WRITTEN TASK: Show each line in the items below that contains the word "tall".

[Data records]
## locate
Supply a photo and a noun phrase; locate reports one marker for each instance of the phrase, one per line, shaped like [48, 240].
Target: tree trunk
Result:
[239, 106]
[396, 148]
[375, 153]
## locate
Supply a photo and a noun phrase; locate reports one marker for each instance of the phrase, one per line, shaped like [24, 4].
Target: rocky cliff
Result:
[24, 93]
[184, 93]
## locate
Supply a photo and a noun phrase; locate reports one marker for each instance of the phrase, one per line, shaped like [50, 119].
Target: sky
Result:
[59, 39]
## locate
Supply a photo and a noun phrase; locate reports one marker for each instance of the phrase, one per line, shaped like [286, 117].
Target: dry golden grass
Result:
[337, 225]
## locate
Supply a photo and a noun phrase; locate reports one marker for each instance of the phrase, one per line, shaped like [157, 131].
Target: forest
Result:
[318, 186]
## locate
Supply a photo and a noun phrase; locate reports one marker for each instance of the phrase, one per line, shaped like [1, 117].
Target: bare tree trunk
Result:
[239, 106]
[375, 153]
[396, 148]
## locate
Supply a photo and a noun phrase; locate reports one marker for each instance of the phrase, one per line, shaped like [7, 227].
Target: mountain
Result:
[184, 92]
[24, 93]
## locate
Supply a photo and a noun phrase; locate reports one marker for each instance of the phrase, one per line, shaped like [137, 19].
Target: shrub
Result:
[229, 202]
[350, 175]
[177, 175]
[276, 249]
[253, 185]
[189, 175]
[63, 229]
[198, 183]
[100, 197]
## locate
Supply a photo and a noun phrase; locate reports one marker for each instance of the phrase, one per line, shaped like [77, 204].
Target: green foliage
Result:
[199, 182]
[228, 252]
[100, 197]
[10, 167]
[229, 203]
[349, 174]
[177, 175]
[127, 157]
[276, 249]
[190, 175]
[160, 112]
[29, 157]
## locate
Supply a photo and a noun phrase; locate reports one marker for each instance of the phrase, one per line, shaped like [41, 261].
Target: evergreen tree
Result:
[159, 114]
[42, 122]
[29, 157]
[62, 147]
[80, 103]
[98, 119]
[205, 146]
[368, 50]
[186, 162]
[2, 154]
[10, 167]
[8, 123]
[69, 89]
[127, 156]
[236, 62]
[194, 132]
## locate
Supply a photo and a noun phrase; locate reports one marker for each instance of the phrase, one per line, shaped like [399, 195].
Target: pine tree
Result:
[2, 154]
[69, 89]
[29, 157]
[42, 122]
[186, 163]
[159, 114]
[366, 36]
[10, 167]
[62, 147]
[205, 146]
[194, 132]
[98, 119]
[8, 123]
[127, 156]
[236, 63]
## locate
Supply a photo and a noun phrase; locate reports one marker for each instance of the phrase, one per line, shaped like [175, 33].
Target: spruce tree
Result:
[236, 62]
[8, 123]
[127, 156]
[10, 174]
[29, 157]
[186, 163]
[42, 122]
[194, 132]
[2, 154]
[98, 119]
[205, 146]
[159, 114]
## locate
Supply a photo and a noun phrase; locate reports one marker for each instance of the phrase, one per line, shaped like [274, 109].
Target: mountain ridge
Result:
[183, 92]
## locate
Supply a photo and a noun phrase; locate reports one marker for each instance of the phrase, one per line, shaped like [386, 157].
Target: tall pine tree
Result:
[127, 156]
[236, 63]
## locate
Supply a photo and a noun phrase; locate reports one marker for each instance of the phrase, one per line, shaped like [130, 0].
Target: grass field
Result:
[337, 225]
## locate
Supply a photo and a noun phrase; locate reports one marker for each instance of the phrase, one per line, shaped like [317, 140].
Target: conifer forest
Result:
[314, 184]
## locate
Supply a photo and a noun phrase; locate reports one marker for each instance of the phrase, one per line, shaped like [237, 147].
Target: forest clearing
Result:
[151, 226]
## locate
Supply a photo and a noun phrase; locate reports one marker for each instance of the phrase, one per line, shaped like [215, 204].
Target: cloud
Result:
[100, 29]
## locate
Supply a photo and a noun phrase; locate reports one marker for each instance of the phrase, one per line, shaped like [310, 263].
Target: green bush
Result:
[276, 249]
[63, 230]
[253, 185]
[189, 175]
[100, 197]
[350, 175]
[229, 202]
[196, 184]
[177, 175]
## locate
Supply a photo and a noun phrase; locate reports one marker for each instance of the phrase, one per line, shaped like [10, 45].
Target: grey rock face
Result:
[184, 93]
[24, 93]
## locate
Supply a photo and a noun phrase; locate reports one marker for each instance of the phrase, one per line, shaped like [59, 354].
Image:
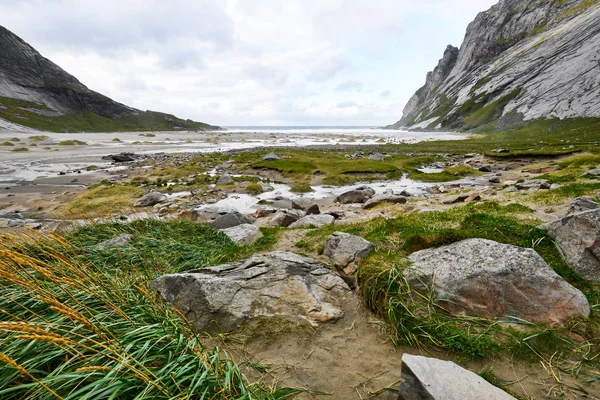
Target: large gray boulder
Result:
[432, 379]
[151, 199]
[222, 298]
[488, 279]
[359, 195]
[230, 220]
[318, 221]
[384, 198]
[578, 236]
[243, 235]
[345, 251]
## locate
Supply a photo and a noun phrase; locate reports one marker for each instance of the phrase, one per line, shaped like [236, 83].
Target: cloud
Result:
[240, 62]
[346, 104]
[349, 86]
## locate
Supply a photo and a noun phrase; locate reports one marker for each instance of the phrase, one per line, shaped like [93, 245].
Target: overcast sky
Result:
[249, 62]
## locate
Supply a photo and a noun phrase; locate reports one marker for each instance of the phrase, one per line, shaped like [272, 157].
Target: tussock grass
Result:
[76, 323]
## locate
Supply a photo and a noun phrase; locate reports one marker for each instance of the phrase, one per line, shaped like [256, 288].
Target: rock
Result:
[306, 205]
[318, 221]
[384, 198]
[230, 220]
[359, 195]
[578, 236]
[151, 199]
[580, 205]
[432, 379]
[455, 199]
[345, 251]
[119, 241]
[271, 157]
[488, 279]
[222, 298]
[286, 218]
[225, 180]
[243, 235]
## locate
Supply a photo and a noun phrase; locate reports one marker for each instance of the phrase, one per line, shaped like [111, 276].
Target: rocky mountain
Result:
[37, 93]
[522, 60]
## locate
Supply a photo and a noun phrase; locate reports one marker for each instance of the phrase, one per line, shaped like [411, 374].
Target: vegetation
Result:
[23, 113]
[79, 322]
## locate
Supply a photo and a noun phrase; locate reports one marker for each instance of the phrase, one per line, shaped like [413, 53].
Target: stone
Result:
[306, 205]
[359, 195]
[230, 220]
[578, 236]
[271, 157]
[384, 198]
[119, 241]
[225, 180]
[278, 284]
[345, 251]
[460, 198]
[243, 235]
[318, 221]
[580, 205]
[151, 199]
[425, 378]
[484, 278]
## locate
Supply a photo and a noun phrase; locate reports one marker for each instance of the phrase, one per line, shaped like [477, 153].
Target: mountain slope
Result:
[37, 93]
[522, 60]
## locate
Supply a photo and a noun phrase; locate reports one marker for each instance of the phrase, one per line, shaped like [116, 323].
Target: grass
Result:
[81, 323]
[416, 320]
[87, 121]
[101, 201]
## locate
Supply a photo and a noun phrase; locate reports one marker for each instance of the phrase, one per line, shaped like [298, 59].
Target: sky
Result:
[249, 62]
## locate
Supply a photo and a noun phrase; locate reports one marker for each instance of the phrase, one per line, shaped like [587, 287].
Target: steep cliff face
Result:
[521, 60]
[38, 93]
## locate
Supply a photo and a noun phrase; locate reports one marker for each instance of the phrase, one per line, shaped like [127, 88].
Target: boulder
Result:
[359, 195]
[306, 205]
[225, 180]
[279, 284]
[578, 236]
[384, 198]
[580, 205]
[151, 199]
[119, 241]
[318, 221]
[286, 218]
[230, 220]
[488, 279]
[271, 157]
[377, 157]
[243, 235]
[432, 379]
[345, 251]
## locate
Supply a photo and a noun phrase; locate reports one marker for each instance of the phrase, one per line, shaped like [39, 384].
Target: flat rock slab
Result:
[484, 278]
[243, 235]
[345, 251]
[317, 221]
[432, 379]
[222, 298]
[578, 236]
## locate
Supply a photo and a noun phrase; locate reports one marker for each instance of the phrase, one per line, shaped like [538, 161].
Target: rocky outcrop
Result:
[345, 251]
[484, 278]
[432, 379]
[521, 60]
[48, 90]
[222, 298]
[578, 236]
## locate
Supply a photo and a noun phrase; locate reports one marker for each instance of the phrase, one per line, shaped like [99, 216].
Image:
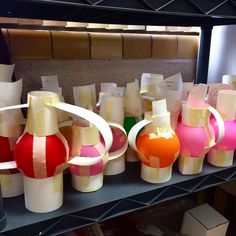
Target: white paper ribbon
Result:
[92, 117]
[134, 132]
[220, 124]
[121, 151]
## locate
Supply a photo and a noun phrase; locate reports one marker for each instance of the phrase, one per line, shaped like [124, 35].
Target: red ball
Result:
[38, 157]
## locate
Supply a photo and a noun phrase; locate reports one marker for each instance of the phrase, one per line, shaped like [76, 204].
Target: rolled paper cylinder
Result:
[11, 180]
[157, 144]
[196, 137]
[40, 157]
[35, 148]
[133, 114]
[133, 102]
[222, 154]
[6, 72]
[149, 82]
[11, 184]
[10, 130]
[43, 195]
[187, 86]
[116, 164]
[10, 92]
[2, 213]
[213, 90]
[190, 165]
[86, 142]
[229, 79]
[112, 109]
[85, 96]
[129, 122]
[171, 90]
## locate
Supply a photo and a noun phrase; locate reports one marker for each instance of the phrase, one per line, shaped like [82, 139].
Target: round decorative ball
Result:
[39, 157]
[159, 152]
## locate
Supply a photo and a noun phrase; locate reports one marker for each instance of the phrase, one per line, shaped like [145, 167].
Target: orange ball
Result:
[159, 152]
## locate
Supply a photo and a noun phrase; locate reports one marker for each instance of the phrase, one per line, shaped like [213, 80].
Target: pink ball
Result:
[193, 140]
[228, 142]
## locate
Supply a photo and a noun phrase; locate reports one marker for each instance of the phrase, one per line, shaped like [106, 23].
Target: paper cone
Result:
[220, 158]
[85, 96]
[187, 86]
[42, 119]
[11, 185]
[10, 92]
[115, 166]
[156, 175]
[87, 183]
[213, 92]
[190, 165]
[43, 195]
[226, 104]
[149, 82]
[112, 109]
[6, 72]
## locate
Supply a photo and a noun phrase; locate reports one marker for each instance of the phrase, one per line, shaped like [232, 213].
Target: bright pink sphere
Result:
[228, 142]
[193, 140]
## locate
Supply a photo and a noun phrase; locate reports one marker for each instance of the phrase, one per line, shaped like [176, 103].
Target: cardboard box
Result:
[204, 221]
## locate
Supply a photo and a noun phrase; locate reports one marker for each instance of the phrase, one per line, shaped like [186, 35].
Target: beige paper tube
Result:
[43, 195]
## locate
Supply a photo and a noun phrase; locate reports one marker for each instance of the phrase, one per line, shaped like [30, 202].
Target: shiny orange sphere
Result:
[159, 152]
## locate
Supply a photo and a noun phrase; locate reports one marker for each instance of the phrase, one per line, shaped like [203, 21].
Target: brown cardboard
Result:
[54, 23]
[187, 46]
[30, 44]
[24, 21]
[164, 46]
[70, 45]
[137, 46]
[8, 20]
[225, 203]
[106, 46]
[204, 221]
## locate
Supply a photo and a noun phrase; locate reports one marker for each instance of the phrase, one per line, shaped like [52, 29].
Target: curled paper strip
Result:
[220, 124]
[121, 151]
[93, 118]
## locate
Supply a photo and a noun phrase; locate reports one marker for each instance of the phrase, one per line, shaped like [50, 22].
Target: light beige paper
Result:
[51, 101]
[85, 96]
[6, 72]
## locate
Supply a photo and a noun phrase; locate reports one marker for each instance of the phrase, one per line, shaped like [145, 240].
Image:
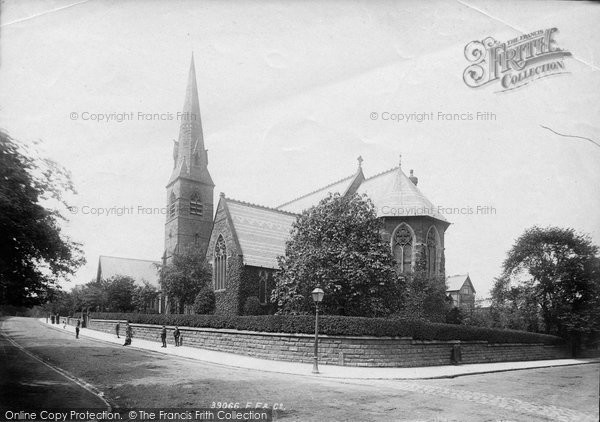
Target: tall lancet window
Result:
[220, 267]
[196, 207]
[263, 279]
[172, 205]
[433, 250]
[402, 247]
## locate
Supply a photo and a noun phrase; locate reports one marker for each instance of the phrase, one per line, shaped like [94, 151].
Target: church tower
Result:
[190, 187]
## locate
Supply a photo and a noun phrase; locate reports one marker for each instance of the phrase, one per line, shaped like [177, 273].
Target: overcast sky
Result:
[287, 94]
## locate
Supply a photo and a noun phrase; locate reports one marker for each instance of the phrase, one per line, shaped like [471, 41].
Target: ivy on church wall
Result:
[249, 287]
[420, 226]
[227, 301]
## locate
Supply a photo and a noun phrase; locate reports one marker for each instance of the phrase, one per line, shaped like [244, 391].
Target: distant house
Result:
[139, 269]
[461, 290]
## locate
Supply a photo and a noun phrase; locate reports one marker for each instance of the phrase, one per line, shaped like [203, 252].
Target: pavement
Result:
[325, 371]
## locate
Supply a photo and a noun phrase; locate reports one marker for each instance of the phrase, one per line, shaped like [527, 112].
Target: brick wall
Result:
[343, 350]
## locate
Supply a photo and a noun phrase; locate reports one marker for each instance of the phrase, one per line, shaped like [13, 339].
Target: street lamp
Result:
[317, 295]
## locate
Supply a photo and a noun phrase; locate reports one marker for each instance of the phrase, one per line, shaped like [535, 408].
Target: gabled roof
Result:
[261, 231]
[138, 269]
[455, 282]
[343, 186]
[394, 195]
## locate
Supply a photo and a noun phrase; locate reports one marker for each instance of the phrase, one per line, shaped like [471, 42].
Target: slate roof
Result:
[261, 232]
[138, 269]
[311, 199]
[393, 194]
[455, 282]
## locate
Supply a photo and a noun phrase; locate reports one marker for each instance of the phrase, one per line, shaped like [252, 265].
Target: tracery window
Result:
[196, 207]
[432, 251]
[402, 247]
[220, 267]
[263, 278]
[172, 205]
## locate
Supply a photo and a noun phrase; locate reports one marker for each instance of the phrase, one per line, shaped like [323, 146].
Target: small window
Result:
[196, 207]
[220, 267]
[263, 279]
[402, 248]
[172, 205]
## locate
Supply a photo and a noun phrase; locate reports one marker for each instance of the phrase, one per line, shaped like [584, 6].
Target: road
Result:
[130, 378]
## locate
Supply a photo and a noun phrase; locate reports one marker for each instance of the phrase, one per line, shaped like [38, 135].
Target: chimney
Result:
[413, 179]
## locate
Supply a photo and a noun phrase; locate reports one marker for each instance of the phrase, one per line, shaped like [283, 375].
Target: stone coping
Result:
[321, 336]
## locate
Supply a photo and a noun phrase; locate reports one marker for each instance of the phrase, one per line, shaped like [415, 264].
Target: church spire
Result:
[191, 139]
[189, 148]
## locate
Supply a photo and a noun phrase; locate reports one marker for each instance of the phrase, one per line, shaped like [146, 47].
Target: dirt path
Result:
[132, 378]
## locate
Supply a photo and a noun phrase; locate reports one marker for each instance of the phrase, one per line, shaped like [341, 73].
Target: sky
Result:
[291, 93]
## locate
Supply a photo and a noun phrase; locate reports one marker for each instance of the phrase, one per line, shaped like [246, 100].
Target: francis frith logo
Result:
[516, 62]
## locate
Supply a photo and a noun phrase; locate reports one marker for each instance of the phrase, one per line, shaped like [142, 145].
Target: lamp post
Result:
[317, 295]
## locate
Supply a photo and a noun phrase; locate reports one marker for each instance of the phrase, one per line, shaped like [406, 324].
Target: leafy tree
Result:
[455, 316]
[252, 306]
[183, 278]
[555, 272]
[34, 253]
[338, 245]
[205, 301]
[119, 292]
[421, 296]
[94, 296]
[143, 296]
[515, 307]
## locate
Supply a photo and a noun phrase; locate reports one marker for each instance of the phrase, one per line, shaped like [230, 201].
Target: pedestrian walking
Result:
[128, 334]
[176, 334]
[163, 336]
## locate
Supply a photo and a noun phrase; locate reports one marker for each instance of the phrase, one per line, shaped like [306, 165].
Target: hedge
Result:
[339, 325]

ANSWER TO THIS PROBLEM:
Target: tall pine tree
Target: tall lancet window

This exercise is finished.